## Kutipan Teks
===

Pendekatan yang dilakukan Richardson diistilahkan oleh Dr. Tomatala sebagai pendekatan "dynamic equivalence". Yaitu pendekatan yang berupaya membangun jembatan bagi kelancaran komunikasi lintas budaya, dengan dampak akulturasi yang berimbang dalam kebudayaan yang satu dengan kebudayaan lainnya. Setelah Injil memberikan tempat bagi budaya maka ranah lain seperti ekonomi, kesehatan dan sebagainya tidak bisa diabaikan. 

Kristus dan pelayanan -- Nya tidak meniadakan hal ini, ia memperhatikan kebutuhan orang -- orang. Melalui memberikan makan adalah metode yang sering digunakan Yesus. Bukan hanya itu, disertai pula dengan mujizat terrmasuk menyembuhkan orang sakit dan setiap kali Yesus member makan kepada orang banyak, selalu diawali dengan mujizat (bd. Yoh. 6:1- 15).

===

## Data Mentah
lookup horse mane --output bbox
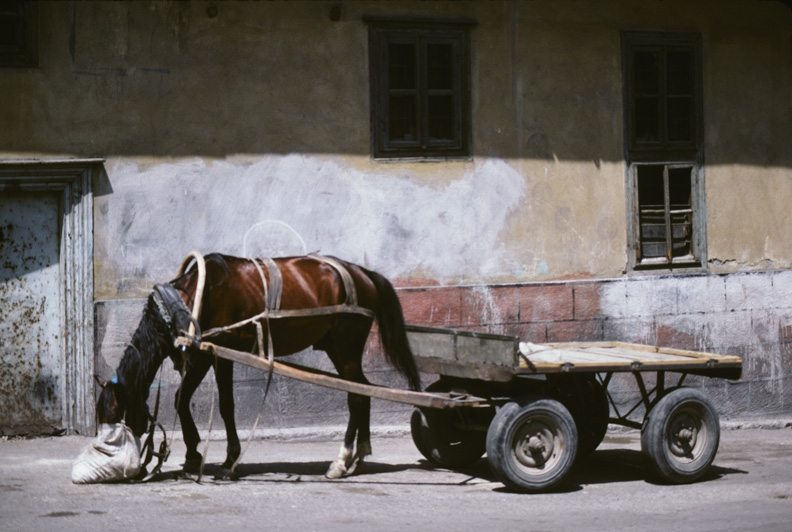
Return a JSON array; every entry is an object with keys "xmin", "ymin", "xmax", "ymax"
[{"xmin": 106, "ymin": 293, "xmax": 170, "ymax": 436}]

===

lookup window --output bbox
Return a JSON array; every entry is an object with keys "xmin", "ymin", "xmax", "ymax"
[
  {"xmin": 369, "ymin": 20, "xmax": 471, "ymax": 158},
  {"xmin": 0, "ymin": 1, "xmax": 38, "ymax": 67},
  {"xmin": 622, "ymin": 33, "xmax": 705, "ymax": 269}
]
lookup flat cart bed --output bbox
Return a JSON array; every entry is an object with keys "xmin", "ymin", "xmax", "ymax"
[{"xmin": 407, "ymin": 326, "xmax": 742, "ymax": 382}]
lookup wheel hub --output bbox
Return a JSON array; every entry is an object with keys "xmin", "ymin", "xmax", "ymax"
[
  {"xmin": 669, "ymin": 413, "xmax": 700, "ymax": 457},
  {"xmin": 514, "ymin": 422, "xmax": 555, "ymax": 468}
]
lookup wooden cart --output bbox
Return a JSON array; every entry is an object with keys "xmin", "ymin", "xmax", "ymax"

===

## Tujuan Anda
Ringkaslah kutipan teks di atas dalam dua kalimat.

## Hasil Tugas
Dr. Tomatala menyebut pendekatan Richardson sebagai "dynamic equivalence", yaitu pendekatan yang berupaya membangun jembatan bagi kelancaran komunikasi lintas budaya dengan dampak akulturasi yang berimbang antarkebudayaan. Setelah Injil memberi tempat bagi budaya, ranah lain seperti ekonomi dan kesehatan tidak bisa diabaikan; Kristus pun memperhatikan kebutuhan orang, antara lain dengan memberi makan orang banyak, yang selalu diawali dengan mujizat.